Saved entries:
[Start of section]
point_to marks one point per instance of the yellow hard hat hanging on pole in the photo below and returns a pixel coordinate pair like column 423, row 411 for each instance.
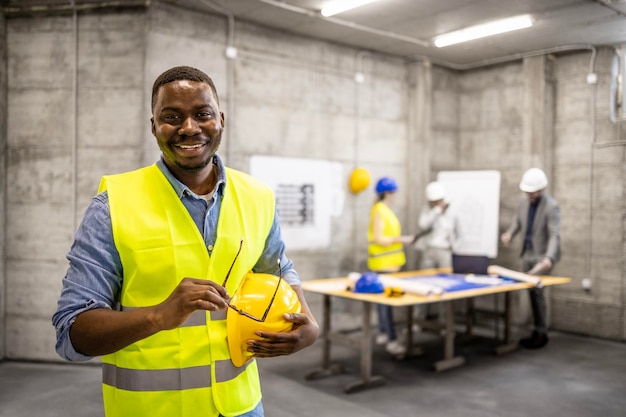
column 359, row 180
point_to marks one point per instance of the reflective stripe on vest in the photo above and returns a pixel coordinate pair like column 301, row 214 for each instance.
column 168, row 379
column 187, row 369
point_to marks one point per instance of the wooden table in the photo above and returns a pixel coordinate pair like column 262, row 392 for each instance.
column 337, row 287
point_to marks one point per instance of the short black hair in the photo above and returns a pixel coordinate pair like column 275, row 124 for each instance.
column 181, row 73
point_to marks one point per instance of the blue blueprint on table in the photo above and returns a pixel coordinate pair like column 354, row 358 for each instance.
column 458, row 282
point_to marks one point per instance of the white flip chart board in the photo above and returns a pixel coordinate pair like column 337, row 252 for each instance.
column 474, row 198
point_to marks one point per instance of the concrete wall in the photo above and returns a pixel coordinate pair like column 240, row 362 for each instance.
column 3, row 139
column 78, row 107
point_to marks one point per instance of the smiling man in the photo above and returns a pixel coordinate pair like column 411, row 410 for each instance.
column 142, row 288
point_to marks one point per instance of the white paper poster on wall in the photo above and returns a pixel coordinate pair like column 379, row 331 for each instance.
column 474, row 198
column 307, row 194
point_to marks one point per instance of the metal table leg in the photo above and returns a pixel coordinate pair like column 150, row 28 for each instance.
column 449, row 360
column 508, row 345
column 367, row 380
column 327, row 368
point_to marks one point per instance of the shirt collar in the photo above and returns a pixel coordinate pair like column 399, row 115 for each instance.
column 181, row 189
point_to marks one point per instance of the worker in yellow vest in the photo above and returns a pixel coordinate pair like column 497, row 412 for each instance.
column 386, row 254
column 156, row 261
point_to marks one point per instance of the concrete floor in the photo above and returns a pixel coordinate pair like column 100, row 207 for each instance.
column 573, row 376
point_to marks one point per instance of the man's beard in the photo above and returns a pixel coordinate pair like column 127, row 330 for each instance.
column 195, row 168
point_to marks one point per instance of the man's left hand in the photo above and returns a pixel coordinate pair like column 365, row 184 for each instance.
column 303, row 334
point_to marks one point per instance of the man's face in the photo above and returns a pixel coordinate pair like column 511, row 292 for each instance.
column 188, row 124
column 534, row 197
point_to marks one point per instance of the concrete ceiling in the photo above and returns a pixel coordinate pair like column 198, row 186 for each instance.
column 406, row 27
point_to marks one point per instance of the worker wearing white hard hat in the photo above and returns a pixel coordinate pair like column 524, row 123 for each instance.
column 438, row 230
column 538, row 218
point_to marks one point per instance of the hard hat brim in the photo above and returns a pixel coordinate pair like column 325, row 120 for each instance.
column 253, row 297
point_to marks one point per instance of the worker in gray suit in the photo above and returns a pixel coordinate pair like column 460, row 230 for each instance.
column 538, row 219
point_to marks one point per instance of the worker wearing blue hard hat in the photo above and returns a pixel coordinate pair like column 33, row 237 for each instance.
column 386, row 254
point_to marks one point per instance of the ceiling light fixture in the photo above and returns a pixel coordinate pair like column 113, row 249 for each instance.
column 339, row 6
column 487, row 29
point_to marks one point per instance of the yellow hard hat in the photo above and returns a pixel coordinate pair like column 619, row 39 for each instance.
column 258, row 304
column 359, row 180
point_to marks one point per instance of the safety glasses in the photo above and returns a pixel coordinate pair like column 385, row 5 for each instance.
column 244, row 313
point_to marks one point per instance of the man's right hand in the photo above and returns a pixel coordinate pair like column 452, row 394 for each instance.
column 190, row 295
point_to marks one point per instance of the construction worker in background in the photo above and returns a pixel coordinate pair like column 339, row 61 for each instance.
column 538, row 218
column 386, row 254
column 438, row 229
column 155, row 259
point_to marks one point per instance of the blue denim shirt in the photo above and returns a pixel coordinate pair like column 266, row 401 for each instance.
column 94, row 277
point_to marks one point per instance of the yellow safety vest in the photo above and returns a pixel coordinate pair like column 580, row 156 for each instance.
column 384, row 258
column 186, row 371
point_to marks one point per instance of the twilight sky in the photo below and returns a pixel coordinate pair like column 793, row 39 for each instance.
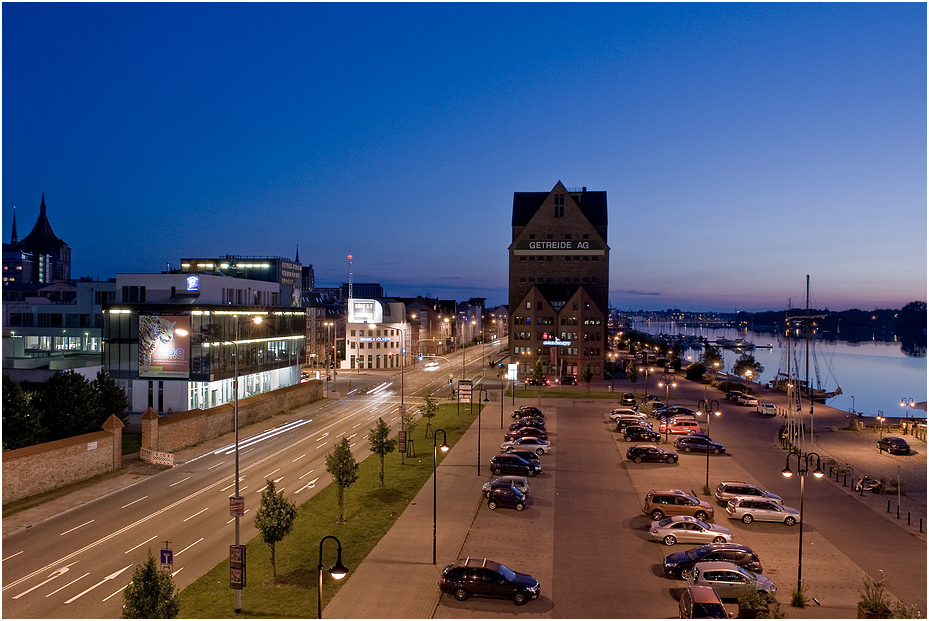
[End of section]
- _Task objective_:
Give the preceding data back exactly, minus every picture.

- _Reply_:
point_to marks one point per instance of the yellow hard hat hanging on pole in the photo below and returns a pixel coordinate pair like column 423, row 411 for each instance.
column 359, row 180
point_to marks one point per instance of the reflective stripe on vest in the photo above and returns a pixel coordinate pair like column 301, row 214 for each instance.
column 168, row 379
column 187, row 369
point_to marks one point per instance of the wooden table in the photo above and returns a pixel coordinate pair like column 262, row 392 for each instance.
column 337, row 287
point_to marks one point per instance of the short black hair in the photo above and returns a pixel coordinate pair like column 275, row 124 for each instance.
column 181, row 73
point_to marks one point per instance of the blue blueprint on table in the photo above and returns a pixel coordinate pair like column 354, row 358 for each instance.
column 458, row 282
point_to marks one point per instance of the white flip chart board in the photo above and returns a pixel coordinate pair like column 337, row 252 for each instance.
column 474, row 198
point_to marks one point per instance of the concrete wall in the photo above and returns a pixel coordinate pair like column 240, row 362 for each instance.
column 3, row 139
column 78, row 107
point_to marks one point per instance of the smiling man in the photo above and returns a pixel coordinate pair like column 411, row 410 for each instance.
column 142, row 288
point_to marks one point per instance of the white paper poster on wall in the photo above and returns a pixel coordinate pair like column 379, row 331 for each instance.
column 474, row 198
column 307, row 194
point_to marks one point per instance of the metal table leg in the photo above and returns a pixel coordinate pair like column 150, row 28 for each instance.
column 449, row 360
column 508, row 345
column 367, row 380
column 327, row 368
point_to marks one point per instance of the shirt collar in the photo above and returns a pixel coordinate pair like column 399, row 115 for each instance.
column 181, row 189
point_to marks one point per instance of the worker in yellow vest in the photo above and returns a pixel coordinate pair like column 497, row 412 for each instance.
column 386, row 254
column 156, row 261
point_to marks one point per instance of the concrete floor in the photo above and returns a pixel coordinate pair like column 100, row 207 for each instance.
column 573, row 376
point_to marks one point per instance of the man's beard in the photo above and returns a pixel coordinate pair like column 127, row 330 for each instance.
column 195, row 168
point_to marks one point per instance of the man's left hand in the photo above and returns a pixel coordinate pair like column 365, row 184 for each instance.
column 303, row 334
point_to marks one point per instance of the man's face in the photo above and returns a pixel coordinate pair like column 511, row 292 for each instance.
column 188, row 124
column 534, row 197
point_to marks one point per instance of the concrete ceiling in the photo above and returns a pixel coordinate pair like column 198, row 186 for each instance.
column 406, row 27
point_to marks one point per instance of the worker wearing white hard hat in the photo above and returns a pixel coordinate pair like column 524, row 123 for each instance.
column 438, row 230
column 538, row 218
point_to marks one point per instance of the hard hat brim in the photo above and returns a pixel coordinate pair like column 325, row 120 for each instance.
column 253, row 297
point_to marks one point per instance of the worker in gray suit in the photo above and returns a pixel coordinate pair like column 460, row 230 for each instance.
column 538, row 219
point_to marks one point per instance of the worker wearing blue hard hat in the photo above and returns a pixel coordinate pair like column 33, row 237 for each instance.
column 386, row 254
point_to marks one point per instance of the ceiling light fixture in the photo above and returns a pixel coordinate pair like column 113, row 249 for each instance.
column 339, row 6
column 487, row 29
point_to marks one point per instance of the yellow hard hat in the photo above and returns a pixel coordinate pair like column 619, row 39 for each instance.
column 258, row 304
column 359, row 180
point_to marks one point per instance of the safety glasses in the photo above and returns a pixel coordinate pair like column 385, row 5 for each instance.
column 244, row 313
point_to marks one point per instance of the man's right hand in the photo above and returns a pixel coordinate pair like column 452, row 394 for each instance.
column 190, row 295
point_to marks one point per instance of the construction worker in background in the photo above and returns a pixel coordinate pair like column 339, row 61 for each instance.
column 538, row 218
column 386, row 254
column 438, row 229
column 155, row 259
point_to marks one point per instance of the blue denim shirt in the photo above and returns a pixel coordinate pair like column 266, row 401 for each instance.
column 94, row 277
point_to marks one point per instance of the yellow safety vest in the photo above and returns a pixel coordinate pair like column 580, row 156 for each instance.
column 384, row 258
column 186, row 371
point_to marks one point per instance of the twilight sky in the photo below and returns a pixel coordinate pair like column 793, row 39 for each instance.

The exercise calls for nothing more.